** Opening INPUT DATA block **

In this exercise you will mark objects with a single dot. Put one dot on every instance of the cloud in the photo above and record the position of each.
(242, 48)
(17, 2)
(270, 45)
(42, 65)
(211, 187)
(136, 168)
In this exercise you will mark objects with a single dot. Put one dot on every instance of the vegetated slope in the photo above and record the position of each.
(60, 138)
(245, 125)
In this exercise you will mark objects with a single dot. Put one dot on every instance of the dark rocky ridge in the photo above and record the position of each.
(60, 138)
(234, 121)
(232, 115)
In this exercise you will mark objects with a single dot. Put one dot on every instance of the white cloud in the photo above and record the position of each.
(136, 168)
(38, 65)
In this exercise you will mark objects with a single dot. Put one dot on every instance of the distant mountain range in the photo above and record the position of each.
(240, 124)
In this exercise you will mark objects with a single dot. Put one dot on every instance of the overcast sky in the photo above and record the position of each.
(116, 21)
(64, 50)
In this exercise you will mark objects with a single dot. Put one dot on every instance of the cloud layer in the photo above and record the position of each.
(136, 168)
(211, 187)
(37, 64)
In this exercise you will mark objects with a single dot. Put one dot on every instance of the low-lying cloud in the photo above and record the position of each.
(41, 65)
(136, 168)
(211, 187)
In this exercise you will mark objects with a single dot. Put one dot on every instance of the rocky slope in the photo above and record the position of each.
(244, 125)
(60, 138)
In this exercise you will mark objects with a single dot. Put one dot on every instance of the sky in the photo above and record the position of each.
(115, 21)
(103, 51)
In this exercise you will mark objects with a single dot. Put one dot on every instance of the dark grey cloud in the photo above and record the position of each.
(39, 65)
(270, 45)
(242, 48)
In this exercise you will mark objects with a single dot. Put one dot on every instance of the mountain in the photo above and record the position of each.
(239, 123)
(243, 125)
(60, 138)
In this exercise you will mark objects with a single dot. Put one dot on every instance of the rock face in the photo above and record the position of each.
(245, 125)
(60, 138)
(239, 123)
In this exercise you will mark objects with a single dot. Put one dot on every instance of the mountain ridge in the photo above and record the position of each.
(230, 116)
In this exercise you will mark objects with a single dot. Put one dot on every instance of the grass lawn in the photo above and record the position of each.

** Closing INPUT DATA block **

▶ EXERCISE INSTRUCTIONS:
Each of the records shown above needs to be repeated exactly.

▶ EXERCISE RESULT:
In this exercise you will mark objects with a single dot. Put one dot on every instance of the cloud in the photo above and record the position of each.
(242, 48)
(17, 2)
(270, 45)
(42, 65)
(211, 187)
(136, 168)
In this exercise you will mark objects with a single dot. Put one dot on every instance of the vegetated slope in the photo above and record the position of each.
(60, 138)
(245, 125)
In this exercise you will mark objects with a single dot. Put one dot on every instance of the dark rocky ridge in the photo above and record the position of each.
(60, 138)
(234, 121)
(232, 115)
In this exercise you will mark objects with a single dot. Put one dot on every instance of the white cloud in the photo above and record the position of each.
(136, 168)
(38, 65)
In this exercise you will mark objects with a single dot. Put one dot on every instance of the distant mountain range in the photo above and record the position of each.
(240, 124)
In this exercise you will mark objects with a single dot. Put one dot on every instance of the overcast sky in the photo above and record the position of each.
(116, 21)
(64, 50)
In this exercise you will mark objects with a single dot. Put one dot on every instance of the cloud layer in the photo above and record the position of each.
(136, 168)
(211, 187)
(37, 64)
In this exercise you will mark objects with a single dot. Put one dot on every instance of the low-lying cloud in the photo above and record the position of each.
(41, 65)
(136, 168)
(211, 187)
In this exercise you will mark objects with a single dot. Put one dot on every instance of the rocky slope in the photo above and record the position of each.
(244, 125)
(60, 138)
In this exercise you will mark objects with a single dot. Put one dot on every instance of the sky in the photo above and record the position of each.
(115, 21)
(103, 51)
In this exercise you will mark objects with a single dot. Put one dot on every instance of the dark grey cloud in the photo above and record the position of each.
(39, 65)
(270, 45)
(242, 48)
In this exercise you will mark objects with a single dot. Put one dot on every instance of the mountain in the photo above and record the position of each.
(239, 123)
(243, 125)
(60, 138)
In this exercise you will mark objects with a single dot. Put one dot on every instance of the rock face in the photo above and record the position of each.
(245, 125)
(60, 138)
(239, 123)
In this exercise you will mark objects with a single dot. Put one dot on every instance of the mountain ridge in the photo above and record the position of each.
(230, 116)
In this exercise you will mark objects with a single dot. Put one dot on every instance of the grass lawn in the photo above and record the position of each.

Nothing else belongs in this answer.